ASSIGNMENT: Go through the data below and retype all of it exactly.

(Saved data entries)

»»

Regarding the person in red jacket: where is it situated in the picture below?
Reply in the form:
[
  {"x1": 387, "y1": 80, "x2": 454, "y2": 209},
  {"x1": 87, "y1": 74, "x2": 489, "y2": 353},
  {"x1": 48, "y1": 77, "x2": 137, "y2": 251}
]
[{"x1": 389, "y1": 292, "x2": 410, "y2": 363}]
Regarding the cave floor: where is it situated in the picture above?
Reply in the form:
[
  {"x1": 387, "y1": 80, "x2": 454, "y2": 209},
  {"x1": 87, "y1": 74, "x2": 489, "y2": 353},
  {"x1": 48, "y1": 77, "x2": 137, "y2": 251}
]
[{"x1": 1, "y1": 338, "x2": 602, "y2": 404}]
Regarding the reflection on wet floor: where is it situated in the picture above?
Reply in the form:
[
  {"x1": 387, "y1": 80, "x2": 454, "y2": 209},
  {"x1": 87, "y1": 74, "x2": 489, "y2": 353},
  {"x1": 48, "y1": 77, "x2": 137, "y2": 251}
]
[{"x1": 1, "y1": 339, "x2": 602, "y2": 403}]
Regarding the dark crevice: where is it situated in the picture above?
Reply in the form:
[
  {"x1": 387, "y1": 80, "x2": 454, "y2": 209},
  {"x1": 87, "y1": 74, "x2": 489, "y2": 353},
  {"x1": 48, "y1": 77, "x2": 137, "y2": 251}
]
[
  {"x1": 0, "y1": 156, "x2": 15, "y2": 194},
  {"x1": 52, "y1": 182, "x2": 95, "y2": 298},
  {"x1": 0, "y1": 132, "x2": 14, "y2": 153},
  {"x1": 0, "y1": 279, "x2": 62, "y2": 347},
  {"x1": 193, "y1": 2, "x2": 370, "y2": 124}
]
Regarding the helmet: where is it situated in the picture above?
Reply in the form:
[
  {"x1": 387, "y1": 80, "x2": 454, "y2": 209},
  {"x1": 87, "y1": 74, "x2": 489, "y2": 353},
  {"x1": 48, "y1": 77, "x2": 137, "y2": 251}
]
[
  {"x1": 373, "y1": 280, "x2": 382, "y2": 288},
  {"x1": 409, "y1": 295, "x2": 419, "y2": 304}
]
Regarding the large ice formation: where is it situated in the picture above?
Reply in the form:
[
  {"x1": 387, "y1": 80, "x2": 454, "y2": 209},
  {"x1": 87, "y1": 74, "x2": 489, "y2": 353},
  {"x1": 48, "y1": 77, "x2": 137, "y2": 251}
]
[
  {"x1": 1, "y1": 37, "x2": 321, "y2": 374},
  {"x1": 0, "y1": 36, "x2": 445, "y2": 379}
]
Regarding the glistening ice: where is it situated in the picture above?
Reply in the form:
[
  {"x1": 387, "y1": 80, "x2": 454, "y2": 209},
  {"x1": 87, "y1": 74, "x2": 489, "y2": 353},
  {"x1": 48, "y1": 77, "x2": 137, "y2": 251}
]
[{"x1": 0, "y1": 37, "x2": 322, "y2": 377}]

««

RESPONSE TO THE EXERCISE:
Regarding the person in red jacket: where is it situated in the picture below?
Reply in the form:
[
  {"x1": 387, "y1": 80, "x2": 454, "y2": 209},
  {"x1": 87, "y1": 74, "x2": 489, "y2": 353},
  {"x1": 48, "y1": 77, "x2": 137, "y2": 251}
]
[{"x1": 389, "y1": 292, "x2": 410, "y2": 363}]
Regarding the cave floor: where is it situated in the picture above?
Reply in the form:
[
  {"x1": 387, "y1": 80, "x2": 454, "y2": 209},
  {"x1": 87, "y1": 74, "x2": 489, "y2": 353},
  {"x1": 48, "y1": 77, "x2": 137, "y2": 251}
]
[{"x1": 1, "y1": 338, "x2": 602, "y2": 404}]
Regarding the reflection on wet floor: where is it situated in the picture above?
Reply in the form:
[
  {"x1": 387, "y1": 80, "x2": 454, "y2": 209},
  {"x1": 87, "y1": 74, "x2": 489, "y2": 353},
  {"x1": 48, "y1": 77, "x2": 137, "y2": 251}
]
[{"x1": 1, "y1": 339, "x2": 602, "y2": 403}]
Regarding the dark crevice: where is it situated in the picture above?
Reply in the form:
[
  {"x1": 387, "y1": 80, "x2": 454, "y2": 209},
  {"x1": 87, "y1": 74, "x2": 489, "y2": 353},
  {"x1": 48, "y1": 77, "x2": 137, "y2": 251}
]
[
  {"x1": 0, "y1": 156, "x2": 15, "y2": 194},
  {"x1": 52, "y1": 182, "x2": 95, "y2": 298},
  {"x1": 0, "y1": 132, "x2": 14, "y2": 153},
  {"x1": 0, "y1": 279, "x2": 62, "y2": 347},
  {"x1": 193, "y1": 2, "x2": 370, "y2": 124}
]
Regarding the helmet: where is it situated in the picture above?
Reply in the form:
[
  {"x1": 387, "y1": 80, "x2": 454, "y2": 209},
  {"x1": 87, "y1": 74, "x2": 489, "y2": 353},
  {"x1": 48, "y1": 77, "x2": 137, "y2": 251}
]
[
  {"x1": 373, "y1": 280, "x2": 382, "y2": 288},
  {"x1": 409, "y1": 295, "x2": 419, "y2": 304}
]
Regarding the large ice formation: where is it situated in the picture above?
Reply in the form:
[
  {"x1": 387, "y1": 80, "x2": 454, "y2": 209},
  {"x1": 87, "y1": 74, "x2": 489, "y2": 353},
  {"x1": 48, "y1": 77, "x2": 137, "y2": 251}
]
[
  {"x1": 1, "y1": 37, "x2": 321, "y2": 374},
  {"x1": 0, "y1": 36, "x2": 445, "y2": 379}
]
Regarding the glistening ice: where is it situated in the picture above?
Reply in the form:
[
  {"x1": 387, "y1": 80, "x2": 454, "y2": 209},
  {"x1": 87, "y1": 74, "x2": 489, "y2": 353},
  {"x1": 48, "y1": 77, "x2": 137, "y2": 251}
]
[{"x1": 0, "y1": 37, "x2": 322, "y2": 377}]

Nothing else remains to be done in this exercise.